● **SELECTION**:
══════════
Banks issue a provisional certificate to show the projected payments towards interest and principal. Based on such projections, you can assess your tax liability in the year and plan other investments in tax-saving avenues. Again, the recent share market crash has also made the market favourable for buyers. "People who had invested in multiple properties and after the share market disaster are unable to pay EMIs will sell the property at a lower rate. It is the right time to take advantage of the situation and buy flats from resellers. A five to 10 per cent advantage is guaranteed," said Champalall Baid, a city-based property dealer. Other property market watchers believe that property prices still haven’t gone out of hand in Kolkata. "Prices are still reasonable here and will go up by 15 to 18 per cent annually. So if you are planning it as an investment option, it will appreciate," said Jitendra Khaitan, CEO, Pioneer Property Management Ltd. These are some home loan options available: Floating rate loan
In case of floating interest rate loans, the rate of interest charged by the bank is linked to a benchmark rate. Fixed rate loan In case of fixed interest rate loans, the rate of interest charged by the bank will remain constant throughout the tenure of the loan. However, banks charge a higher interest rate for this option as compared to a floating rate loan option. Currently, most banks have stopped offering loans with a fixed rate for the complete tenure of the loan. Some banks offer a fixed interest rate for a certain period (2-3 years) with an option for them to revise the rate later depending on the market conditions.
══════════
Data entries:
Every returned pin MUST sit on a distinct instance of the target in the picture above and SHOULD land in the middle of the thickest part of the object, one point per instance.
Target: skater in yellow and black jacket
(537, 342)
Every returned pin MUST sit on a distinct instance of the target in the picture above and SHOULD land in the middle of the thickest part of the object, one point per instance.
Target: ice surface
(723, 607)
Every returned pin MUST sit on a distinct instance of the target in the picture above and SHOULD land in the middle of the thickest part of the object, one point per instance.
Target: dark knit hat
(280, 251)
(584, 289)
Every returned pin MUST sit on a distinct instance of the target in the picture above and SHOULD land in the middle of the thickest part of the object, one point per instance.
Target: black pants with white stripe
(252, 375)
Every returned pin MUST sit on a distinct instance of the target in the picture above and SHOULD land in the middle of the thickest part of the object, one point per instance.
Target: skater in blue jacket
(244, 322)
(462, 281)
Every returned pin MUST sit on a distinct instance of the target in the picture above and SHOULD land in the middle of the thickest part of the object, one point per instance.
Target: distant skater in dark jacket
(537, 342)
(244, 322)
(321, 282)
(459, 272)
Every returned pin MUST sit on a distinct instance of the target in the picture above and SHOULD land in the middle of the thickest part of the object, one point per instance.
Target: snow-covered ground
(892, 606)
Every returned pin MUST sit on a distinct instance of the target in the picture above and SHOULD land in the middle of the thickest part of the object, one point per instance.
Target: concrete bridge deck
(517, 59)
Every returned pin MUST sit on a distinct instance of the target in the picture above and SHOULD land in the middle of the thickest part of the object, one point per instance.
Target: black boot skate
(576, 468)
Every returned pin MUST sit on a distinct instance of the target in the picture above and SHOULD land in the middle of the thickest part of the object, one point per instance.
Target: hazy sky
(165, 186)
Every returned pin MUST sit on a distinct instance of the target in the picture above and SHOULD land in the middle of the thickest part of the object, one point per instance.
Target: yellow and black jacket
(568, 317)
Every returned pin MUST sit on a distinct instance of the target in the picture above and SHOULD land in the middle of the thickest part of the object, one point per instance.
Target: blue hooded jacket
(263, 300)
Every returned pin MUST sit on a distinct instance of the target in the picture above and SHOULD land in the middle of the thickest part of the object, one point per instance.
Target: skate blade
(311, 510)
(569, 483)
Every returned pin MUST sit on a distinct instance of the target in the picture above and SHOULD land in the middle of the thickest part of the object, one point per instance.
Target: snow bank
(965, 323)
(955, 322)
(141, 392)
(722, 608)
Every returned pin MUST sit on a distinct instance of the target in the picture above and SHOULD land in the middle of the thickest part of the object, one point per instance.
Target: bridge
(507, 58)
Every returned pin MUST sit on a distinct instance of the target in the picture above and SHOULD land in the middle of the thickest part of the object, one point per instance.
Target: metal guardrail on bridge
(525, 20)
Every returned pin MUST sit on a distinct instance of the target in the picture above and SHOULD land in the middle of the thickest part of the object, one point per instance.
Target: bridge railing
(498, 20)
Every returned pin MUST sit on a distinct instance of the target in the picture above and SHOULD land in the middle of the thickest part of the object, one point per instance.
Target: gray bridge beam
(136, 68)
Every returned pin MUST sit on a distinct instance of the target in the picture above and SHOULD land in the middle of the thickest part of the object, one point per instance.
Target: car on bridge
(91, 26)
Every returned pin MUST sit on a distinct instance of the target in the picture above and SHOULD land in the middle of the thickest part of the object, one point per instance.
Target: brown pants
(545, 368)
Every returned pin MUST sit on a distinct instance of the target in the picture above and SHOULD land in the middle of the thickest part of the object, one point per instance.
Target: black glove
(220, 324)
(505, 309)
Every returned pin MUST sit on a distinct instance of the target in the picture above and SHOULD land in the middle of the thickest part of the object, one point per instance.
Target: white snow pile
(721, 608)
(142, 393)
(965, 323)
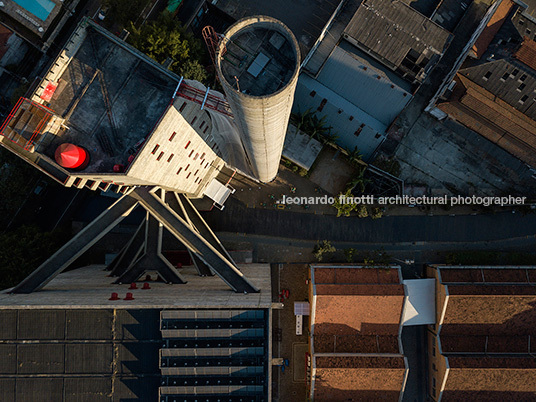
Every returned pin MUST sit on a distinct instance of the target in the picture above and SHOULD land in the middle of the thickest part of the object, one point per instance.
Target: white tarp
(217, 192)
(419, 308)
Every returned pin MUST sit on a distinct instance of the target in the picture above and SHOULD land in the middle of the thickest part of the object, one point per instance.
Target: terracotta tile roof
(491, 379)
(527, 53)
(480, 275)
(463, 343)
(488, 290)
(366, 315)
(359, 378)
(357, 310)
(5, 33)
(491, 29)
(483, 112)
(490, 315)
(354, 275)
(355, 343)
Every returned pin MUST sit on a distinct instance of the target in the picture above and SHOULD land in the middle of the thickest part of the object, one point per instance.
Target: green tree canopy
(165, 40)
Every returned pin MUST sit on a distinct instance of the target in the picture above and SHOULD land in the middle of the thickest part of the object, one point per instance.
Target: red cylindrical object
(71, 156)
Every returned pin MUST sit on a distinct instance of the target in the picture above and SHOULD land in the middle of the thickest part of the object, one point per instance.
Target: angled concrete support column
(152, 259)
(79, 244)
(202, 227)
(202, 268)
(179, 228)
(129, 253)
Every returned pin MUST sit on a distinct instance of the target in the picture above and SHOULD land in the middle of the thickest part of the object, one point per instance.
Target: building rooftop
(359, 378)
(259, 60)
(35, 16)
(397, 35)
(492, 27)
(375, 298)
(5, 34)
(490, 379)
(77, 353)
(527, 53)
(482, 111)
(91, 287)
(110, 95)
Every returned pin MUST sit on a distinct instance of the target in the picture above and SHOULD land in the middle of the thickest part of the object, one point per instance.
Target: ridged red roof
(527, 53)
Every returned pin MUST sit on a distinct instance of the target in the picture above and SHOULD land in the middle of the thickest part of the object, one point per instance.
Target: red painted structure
(71, 156)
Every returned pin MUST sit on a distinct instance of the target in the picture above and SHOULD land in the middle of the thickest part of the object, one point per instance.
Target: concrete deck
(90, 287)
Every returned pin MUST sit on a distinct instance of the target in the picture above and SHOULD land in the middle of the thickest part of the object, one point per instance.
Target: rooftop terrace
(110, 95)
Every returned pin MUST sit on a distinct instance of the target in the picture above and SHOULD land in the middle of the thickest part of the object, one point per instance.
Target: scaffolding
(25, 124)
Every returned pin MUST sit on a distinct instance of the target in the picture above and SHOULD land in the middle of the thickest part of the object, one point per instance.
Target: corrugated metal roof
(391, 28)
(362, 82)
(7, 389)
(527, 53)
(341, 124)
(88, 389)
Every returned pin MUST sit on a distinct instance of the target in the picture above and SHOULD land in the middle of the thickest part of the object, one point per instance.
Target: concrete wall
(176, 156)
(262, 120)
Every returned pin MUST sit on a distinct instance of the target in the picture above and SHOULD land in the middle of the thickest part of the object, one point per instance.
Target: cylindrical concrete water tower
(258, 64)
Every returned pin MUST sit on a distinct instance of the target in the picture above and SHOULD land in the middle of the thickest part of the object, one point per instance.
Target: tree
(323, 248)
(344, 208)
(166, 40)
(354, 156)
(350, 253)
(359, 181)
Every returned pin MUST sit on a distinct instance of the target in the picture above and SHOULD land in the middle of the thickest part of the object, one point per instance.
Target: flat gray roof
(391, 29)
(91, 287)
(138, 92)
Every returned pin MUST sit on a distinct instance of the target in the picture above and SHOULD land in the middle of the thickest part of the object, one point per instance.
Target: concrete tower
(258, 63)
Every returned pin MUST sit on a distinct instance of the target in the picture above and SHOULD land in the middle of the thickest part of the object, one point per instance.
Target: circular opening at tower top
(258, 56)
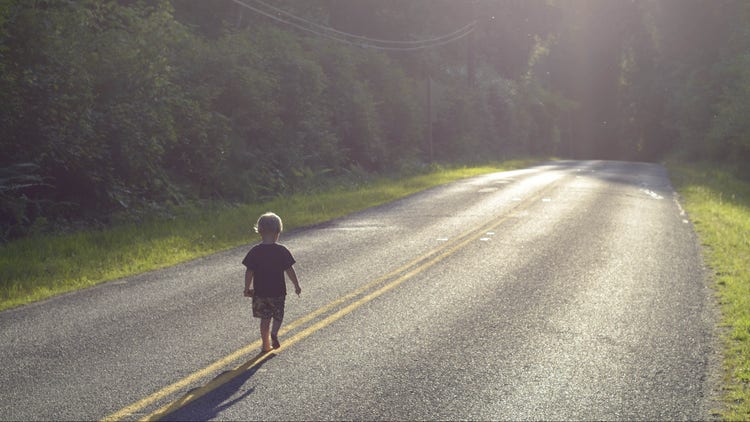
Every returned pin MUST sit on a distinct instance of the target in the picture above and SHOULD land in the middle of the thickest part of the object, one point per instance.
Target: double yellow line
(386, 283)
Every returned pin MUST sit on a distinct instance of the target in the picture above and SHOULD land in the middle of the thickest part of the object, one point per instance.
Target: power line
(445, 39)
(372, 40)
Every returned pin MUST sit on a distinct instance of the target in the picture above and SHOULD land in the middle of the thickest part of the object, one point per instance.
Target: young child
(266, 264)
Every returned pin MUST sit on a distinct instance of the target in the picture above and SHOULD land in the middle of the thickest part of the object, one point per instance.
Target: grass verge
(719, 206)
(39, 267)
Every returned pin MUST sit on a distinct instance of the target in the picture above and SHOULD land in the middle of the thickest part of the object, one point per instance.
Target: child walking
(266, 263)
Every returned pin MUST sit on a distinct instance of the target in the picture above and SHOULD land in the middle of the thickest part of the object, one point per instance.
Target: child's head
(269, 224)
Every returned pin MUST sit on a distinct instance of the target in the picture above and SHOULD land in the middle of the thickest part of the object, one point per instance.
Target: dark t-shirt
(268, 263)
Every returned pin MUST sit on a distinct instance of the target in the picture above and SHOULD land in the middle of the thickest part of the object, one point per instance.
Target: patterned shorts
(269, 307)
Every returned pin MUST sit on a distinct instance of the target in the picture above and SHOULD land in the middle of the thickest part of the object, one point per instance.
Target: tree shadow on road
(211, 403)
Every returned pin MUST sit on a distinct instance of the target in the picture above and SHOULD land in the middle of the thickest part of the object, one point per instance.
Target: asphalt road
(571, 290)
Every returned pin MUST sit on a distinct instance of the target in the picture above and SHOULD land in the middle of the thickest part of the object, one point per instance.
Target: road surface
(569, 290)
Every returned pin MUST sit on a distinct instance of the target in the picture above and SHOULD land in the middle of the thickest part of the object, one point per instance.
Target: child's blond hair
(269, 223)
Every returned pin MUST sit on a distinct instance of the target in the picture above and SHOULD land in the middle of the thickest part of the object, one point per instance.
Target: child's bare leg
(275, 333)
(265, 333)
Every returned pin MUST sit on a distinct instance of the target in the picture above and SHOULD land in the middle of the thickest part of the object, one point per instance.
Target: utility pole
(471, 54)
(429, 117)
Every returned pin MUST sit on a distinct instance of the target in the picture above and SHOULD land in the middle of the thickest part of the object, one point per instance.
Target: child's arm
(249, 283)
(293, 276)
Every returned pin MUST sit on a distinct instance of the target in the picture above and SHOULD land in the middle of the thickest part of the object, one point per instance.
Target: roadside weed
(719, 206)
(42, 266)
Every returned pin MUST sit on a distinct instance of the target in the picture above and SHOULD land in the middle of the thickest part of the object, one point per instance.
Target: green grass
(719, 206)
(42, 266)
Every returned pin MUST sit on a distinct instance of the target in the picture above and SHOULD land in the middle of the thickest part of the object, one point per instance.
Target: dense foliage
(111, 105)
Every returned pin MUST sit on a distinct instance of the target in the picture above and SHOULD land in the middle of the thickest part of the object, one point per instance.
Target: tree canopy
(105, 105)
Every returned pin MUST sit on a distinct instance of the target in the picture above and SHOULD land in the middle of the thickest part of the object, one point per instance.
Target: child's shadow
(214, 402)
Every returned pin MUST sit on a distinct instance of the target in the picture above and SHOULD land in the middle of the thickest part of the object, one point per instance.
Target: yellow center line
(413, 267)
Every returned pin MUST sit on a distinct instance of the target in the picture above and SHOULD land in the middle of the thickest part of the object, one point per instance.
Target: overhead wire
(434, 42)
(360, 37)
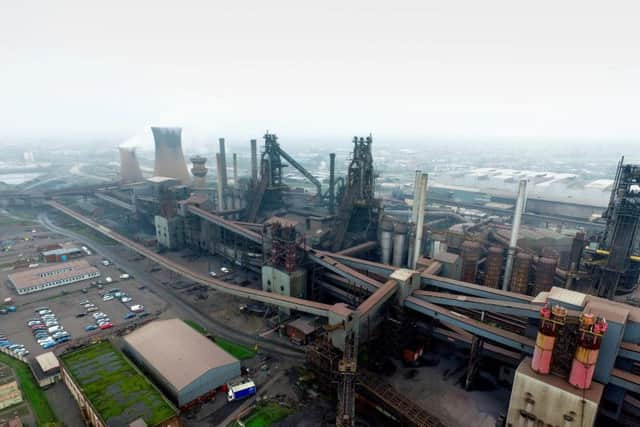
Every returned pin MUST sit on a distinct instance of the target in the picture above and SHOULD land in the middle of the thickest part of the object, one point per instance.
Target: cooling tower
(129, 166)
(169, 158)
══════════
● **DO THIS**:
Answer these questions using the passage on home loans and property:
1. What advantage does Champalall Baid say is guaranteed when buying flats from resellers?
2. By how much does Jitendra Khaitan expect prices in Kolkata to go up each year?
3. For how long do some banks offer a fixed interest rate before they may revise it?

● **WRITTEN ANSWER**:
1. A five to 10 per cent advantage.
2. By 15 to 18 per cent annually.
3. For a certain period of 2-3 years.